Source document
::::::::::

Friday, 10 October 2008

The best First of all



The Memorial, Lochore Meadows (the meedies)


Yesterday was National Poetry Day and I had something on my list that could no longer be avoided – to read my poetry in public.

I woke in the morning and decided there and then it had to be done. To prevent me wimping out at the last minute, I emailed my intended participation to the organiser of the Scottish Federation of Writers’ poetry event that was due to happen in Glasgow’s Gallery of Modern Art(GOMA)library. All the way into town I psyched up, reminding myself that I had climbed the Inn Pin on Skye and hadn’t been this scared. What was I scared of? I was only reading, I wasn’t going to fall off a podium to my death.

The problem is that I suspect I have mild dyslexia, my reading is atrocious, my spelling even worse. Visions of me standing in front of the School assembly and stumbling through passages from the bible still haunt me and bring me out in cold bile. Now that I am writer, I find that reading my own work is even worse. Whenever I read out at my local writing group my throat closes up and I sound like a throttled chicken.

::::::::::

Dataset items
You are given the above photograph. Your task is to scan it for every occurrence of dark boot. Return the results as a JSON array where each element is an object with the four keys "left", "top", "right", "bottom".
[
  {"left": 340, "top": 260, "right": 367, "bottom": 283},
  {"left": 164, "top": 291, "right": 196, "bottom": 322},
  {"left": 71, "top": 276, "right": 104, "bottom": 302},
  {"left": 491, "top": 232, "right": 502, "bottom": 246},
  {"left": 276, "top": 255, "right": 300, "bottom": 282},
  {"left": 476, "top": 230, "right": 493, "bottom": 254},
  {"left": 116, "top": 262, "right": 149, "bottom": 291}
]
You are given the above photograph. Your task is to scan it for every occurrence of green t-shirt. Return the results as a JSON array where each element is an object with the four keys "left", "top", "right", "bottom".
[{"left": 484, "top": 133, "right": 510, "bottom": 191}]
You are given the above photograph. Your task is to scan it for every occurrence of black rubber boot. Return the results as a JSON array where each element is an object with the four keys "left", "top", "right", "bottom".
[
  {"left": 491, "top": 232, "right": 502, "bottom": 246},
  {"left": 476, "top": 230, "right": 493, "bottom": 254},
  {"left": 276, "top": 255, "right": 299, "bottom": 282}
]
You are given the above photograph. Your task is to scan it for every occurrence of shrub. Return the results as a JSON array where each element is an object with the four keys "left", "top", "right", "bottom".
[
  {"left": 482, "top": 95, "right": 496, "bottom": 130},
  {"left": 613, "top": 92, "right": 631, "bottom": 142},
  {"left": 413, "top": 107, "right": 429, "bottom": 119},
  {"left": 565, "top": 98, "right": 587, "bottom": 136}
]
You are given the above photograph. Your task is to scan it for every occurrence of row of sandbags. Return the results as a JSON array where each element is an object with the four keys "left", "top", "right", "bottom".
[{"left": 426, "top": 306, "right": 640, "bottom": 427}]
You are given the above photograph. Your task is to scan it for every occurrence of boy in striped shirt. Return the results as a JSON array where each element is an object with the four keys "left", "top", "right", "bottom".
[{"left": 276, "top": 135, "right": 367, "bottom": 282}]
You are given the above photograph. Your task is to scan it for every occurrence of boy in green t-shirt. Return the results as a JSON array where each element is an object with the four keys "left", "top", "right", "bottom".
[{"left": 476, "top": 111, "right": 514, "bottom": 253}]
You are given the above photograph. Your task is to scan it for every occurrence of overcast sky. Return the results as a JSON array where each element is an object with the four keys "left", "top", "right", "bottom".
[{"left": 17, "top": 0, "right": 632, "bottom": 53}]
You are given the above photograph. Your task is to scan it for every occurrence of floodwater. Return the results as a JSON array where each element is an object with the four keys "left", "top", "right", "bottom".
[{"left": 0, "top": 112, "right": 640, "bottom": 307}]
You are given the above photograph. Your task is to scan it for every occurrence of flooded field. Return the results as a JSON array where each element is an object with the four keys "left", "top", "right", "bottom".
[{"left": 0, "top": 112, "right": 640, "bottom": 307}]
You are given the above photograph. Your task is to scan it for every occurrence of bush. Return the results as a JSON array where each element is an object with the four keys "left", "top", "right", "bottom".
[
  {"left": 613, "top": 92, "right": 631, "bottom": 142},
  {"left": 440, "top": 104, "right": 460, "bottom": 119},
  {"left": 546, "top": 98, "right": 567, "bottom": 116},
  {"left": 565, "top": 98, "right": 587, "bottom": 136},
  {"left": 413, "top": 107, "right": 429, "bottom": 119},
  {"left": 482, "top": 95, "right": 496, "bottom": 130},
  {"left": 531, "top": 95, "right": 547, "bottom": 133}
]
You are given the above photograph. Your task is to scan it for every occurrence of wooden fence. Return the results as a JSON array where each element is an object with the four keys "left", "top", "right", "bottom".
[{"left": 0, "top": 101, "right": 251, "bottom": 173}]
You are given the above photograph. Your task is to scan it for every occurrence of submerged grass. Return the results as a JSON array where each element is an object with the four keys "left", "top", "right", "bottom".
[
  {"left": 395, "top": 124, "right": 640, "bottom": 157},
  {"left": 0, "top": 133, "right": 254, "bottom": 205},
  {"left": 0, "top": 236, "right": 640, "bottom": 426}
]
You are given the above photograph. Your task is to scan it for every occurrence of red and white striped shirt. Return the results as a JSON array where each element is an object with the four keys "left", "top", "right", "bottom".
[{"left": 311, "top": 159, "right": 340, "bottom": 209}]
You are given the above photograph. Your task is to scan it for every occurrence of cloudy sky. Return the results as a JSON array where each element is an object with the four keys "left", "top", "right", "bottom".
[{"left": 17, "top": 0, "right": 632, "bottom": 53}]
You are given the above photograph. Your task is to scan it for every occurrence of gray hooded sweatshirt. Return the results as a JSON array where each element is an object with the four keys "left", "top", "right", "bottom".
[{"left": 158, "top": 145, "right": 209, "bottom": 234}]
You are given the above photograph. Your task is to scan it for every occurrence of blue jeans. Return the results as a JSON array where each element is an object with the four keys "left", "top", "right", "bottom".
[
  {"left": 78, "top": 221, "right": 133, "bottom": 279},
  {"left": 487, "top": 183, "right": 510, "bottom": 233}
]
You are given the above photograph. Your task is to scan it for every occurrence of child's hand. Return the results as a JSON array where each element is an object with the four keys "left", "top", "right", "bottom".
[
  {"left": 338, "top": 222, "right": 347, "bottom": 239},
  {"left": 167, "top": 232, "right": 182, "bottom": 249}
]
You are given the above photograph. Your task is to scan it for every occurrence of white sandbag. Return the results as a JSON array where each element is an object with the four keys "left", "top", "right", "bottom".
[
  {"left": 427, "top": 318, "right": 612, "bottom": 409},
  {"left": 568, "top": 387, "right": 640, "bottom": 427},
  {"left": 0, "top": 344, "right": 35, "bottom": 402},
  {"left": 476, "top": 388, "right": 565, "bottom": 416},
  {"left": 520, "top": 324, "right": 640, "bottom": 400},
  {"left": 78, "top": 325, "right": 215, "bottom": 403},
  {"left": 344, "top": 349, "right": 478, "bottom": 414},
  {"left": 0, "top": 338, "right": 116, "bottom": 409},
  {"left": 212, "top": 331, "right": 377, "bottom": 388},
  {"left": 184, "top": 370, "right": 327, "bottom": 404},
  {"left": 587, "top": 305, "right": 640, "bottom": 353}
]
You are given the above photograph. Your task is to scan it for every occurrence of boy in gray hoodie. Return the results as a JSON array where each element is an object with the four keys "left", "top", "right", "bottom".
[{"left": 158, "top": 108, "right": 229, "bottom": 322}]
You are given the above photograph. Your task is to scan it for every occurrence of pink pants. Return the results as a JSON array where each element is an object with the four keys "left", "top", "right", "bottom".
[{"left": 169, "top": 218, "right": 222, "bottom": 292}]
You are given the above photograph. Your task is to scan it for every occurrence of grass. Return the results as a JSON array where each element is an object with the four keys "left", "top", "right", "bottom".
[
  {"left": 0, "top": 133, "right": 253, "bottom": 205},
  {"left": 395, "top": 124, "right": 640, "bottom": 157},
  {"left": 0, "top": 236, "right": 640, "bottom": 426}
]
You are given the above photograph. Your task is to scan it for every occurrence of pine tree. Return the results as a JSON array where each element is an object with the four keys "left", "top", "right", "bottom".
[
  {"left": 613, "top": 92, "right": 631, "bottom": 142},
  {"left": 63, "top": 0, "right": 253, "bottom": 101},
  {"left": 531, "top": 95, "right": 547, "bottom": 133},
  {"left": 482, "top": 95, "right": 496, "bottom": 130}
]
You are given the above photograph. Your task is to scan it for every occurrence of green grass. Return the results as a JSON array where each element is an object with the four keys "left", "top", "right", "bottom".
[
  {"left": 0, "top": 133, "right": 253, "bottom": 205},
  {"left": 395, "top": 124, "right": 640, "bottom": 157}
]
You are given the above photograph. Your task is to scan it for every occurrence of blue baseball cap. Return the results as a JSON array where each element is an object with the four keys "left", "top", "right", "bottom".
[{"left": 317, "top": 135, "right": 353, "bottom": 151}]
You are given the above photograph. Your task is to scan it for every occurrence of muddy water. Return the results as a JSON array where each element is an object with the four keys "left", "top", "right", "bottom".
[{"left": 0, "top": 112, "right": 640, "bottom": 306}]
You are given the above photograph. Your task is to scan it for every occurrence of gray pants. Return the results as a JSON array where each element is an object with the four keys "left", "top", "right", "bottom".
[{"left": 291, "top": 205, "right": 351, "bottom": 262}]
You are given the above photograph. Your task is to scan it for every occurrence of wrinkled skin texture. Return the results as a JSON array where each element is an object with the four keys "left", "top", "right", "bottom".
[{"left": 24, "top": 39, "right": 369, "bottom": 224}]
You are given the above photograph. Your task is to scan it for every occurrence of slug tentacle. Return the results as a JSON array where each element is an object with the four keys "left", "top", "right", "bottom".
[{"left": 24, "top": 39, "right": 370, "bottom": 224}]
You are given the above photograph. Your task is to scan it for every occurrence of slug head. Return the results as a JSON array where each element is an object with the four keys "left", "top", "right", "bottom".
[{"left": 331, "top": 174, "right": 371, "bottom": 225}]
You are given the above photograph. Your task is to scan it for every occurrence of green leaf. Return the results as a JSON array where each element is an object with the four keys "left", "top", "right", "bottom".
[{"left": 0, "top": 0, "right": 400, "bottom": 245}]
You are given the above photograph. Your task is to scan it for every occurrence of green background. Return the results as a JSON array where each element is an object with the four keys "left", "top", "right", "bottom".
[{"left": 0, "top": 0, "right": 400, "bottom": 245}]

::::::::::

Problem A
Answer these questions using the blog post:
(i) What day was it yesterday, according to the post?
(ii) In which library was the poetry event due to happen?
(iii) What does the writer sound like when reading at the local writing group?
Problem B
Please duplicate everything in the blog post from "The problem is" down to "a throttled chicken.".
Answer from the blog post alone.

Written solution A
(i) National Poetry Day
(ii) Glasgow's Gallery of Modern Art (GOMA) library
(iii) A throttled chicken

Written solution B
The problem is that I suspect I have mild dyslexia, my reading is atrocious, my spelling even worse. Visions of me standing in front of the School assembly and stumbling through passages from the bible still haunt me and bring me out in cold bile. Now that I am writer, I find that reading my own work is even worse. Whenever I read out at my local writing group my throat closes up and I sound like a throttled chicken.